§ **Problem requirements**: Repeat every line of the entries below word for word, including the coordinates, and leave the pictures out of your reply.

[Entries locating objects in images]

####################

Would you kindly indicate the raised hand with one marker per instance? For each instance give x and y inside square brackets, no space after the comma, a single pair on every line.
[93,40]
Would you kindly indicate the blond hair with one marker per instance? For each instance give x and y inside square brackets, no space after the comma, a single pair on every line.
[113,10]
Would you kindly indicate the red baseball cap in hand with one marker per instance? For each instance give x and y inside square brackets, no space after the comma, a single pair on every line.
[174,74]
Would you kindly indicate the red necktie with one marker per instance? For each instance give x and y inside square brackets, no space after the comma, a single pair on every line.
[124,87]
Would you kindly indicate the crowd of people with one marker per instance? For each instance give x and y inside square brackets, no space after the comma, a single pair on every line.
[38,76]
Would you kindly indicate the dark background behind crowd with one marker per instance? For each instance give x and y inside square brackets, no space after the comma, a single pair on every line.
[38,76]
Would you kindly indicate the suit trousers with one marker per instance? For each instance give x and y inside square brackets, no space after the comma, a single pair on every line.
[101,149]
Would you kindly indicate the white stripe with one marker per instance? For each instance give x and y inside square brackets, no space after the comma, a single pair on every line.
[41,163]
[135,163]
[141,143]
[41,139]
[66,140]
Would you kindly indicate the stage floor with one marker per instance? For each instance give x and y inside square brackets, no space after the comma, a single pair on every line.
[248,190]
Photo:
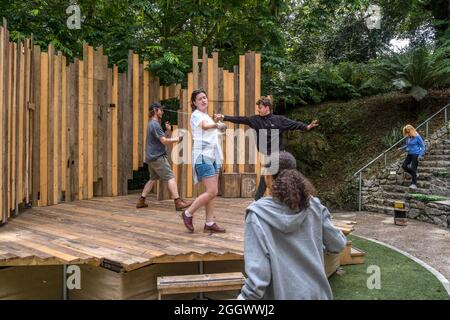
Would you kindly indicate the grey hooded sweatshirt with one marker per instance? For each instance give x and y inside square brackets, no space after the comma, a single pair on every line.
[284,251]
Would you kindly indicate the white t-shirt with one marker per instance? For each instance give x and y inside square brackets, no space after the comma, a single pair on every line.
[205,142]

####################

§ **Complete response**:
Would you kindly indicate the raised hand with one marker per instance? For each instance give x and y inside square brackets, no space after the comma, a single pair on every line.
[93,40]
Would you kindly indicate the blond hair with one marker per instance? For each instance give x and y inside square brackets, no space after the comma, a single pair on every line.
[113,10]
Would you kindly indicate the red baseball cap in hand with one marker per instance? For each instance give x and y inside square brackets, no space after the comma, a single pair on every line.
[174,74]
Would you kindly indicate the red necktie with one marker per instance? For each instance give x and y inside square brackets, no space after the comma, a single pair on every line.
[124,87]
Would you kindly indicate the crowd of people with one marker per instance? For each instance give x and y inside square brackets, no space after the comma, a single pair on every line.
[38,76]
Would you kindly indicate the dark background behind crowd with one marker per instance? For each instance give x and y inside square brackets, no space after the comma, a single pair on every line.
[38,76]
Would you kindly indicate the suit trousers with one marker per instance? For each instance give x and y inside square brackets, no space after the comma, a single pair on every line.
[101,149]
Would you kindly indicate the white stripe with one marker per instance? For each instance give x and y inside square brackets, no space after the comma, a single pair on every line.
[41,163]
[135,163]
[141,143]
[41,139]
[66,140]
Would you kindly indicate the stage floor with one marker per instance? For each instance give x and y inside square brackets, no space after the comma, a single pair on every line.
[248,190]
Photo:
Would you kindly indicate the grey hooded sweatshirt with one marker per instance? For each instance give x and y inside square brackets, no space after the comma, a single pair on every line.
[284,251]
Would you kindly indicate the white t-shirt with one marker per instance? For each instance give x and y inside square brackets, no space after the comma, a single pair on every line.
[205,142]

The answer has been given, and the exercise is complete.